Aim of the task
State how many lines in the records below contain the word "list". Nothing else is needed.

[Dataset entries]
====================
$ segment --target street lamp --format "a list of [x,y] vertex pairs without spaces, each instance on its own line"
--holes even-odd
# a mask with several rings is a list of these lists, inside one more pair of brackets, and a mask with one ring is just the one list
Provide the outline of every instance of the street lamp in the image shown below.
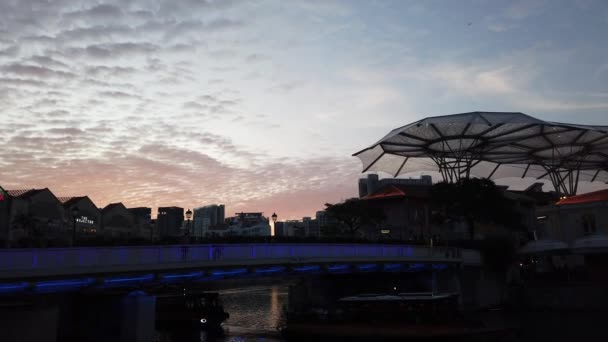
[[[277,227],[277,213],[272,213],[272,216],[270,216],[272,218],[272,230],[273,233],[276,234],[276,227]],[[274,235],[272,234],[272,235]]]
[[188,209],[186,211],[186,220],[188,220],[188,236],[190,236],[190,219],[192,218],[192,211]]
[[76,246],[76,216],[78,216],[78,207],[74,206],[72,208],[72,222],[73,222],[73,227],[72,227],[72,246]]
====================
Written response
2